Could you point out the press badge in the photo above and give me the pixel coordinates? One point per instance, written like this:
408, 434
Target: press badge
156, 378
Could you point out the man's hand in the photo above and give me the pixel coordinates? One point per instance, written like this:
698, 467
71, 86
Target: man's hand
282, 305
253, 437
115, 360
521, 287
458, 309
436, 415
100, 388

───

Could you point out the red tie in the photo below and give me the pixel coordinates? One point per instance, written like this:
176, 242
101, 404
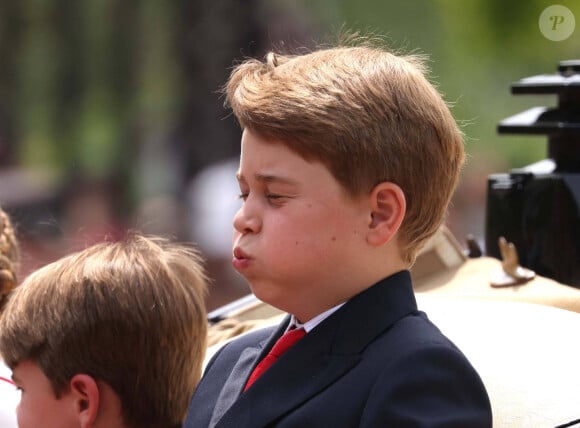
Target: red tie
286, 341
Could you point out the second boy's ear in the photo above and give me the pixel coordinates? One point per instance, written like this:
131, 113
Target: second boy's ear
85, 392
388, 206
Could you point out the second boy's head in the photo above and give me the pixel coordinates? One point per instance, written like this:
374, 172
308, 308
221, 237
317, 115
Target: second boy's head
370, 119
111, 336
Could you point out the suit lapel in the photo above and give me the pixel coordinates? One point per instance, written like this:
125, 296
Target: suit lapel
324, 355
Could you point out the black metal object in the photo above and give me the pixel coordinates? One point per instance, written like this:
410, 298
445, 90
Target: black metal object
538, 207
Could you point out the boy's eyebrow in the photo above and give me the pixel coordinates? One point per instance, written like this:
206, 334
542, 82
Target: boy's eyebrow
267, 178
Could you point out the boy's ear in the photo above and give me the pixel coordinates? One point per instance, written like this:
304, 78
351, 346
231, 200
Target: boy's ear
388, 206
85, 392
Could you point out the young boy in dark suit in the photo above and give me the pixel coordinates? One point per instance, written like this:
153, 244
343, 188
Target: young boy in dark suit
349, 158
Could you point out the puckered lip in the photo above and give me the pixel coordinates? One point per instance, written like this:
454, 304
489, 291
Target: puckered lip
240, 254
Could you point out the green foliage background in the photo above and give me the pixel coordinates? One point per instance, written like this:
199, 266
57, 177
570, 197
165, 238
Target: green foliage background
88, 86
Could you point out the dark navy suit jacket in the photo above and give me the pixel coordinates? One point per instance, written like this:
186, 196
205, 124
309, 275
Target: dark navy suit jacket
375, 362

───

[Exercise prompt]: Filter the listing down to the lines holding the word "above", and return those.

[Problem solution]:
Could you point out the press badge in the photo above and give me the pixel coordinates? One point per instance, written like this:
Could you point out the man's hand in the photo above and give me the pixel coordinates? One point per instance, written like this:
Could you point out the second boy's ear in the photo above and give me the pixel coordinates? One point per instance, written like this:
Could you point out the second boy's head in the photo above and give me the pixel coordinates? One point per instance, written like this:
Could you point out the suit lapel in the photo above and give me the pixel coordinates? One point per instance, written like this:
Could you point out the black metal object in the photo above and give me the pixel coordinates? One point per instance, written like this:
Could you point out the boy's eyebrow in the photo above and give me the pixel coordinates? One point per instance, written like this:
Could you point out the boy's ear in the photo above and give me the pixel coordinates? One point per instance, written like this:
Could you point out the young boy in dark suit in the photo above and give me the pixel coordinates? One point per instance, written like this:
Could you point out the puckered lip in the photo above and give me the pixel coordinates? One point per instance, written like this:
Could you point out the green foliage background in the photo above and give me the pixel coordinates? One point per instance, written like this:
Could you point out the dark navy suit jacket in the photo above and give me the pixel coordinates? One point per instance, written like this:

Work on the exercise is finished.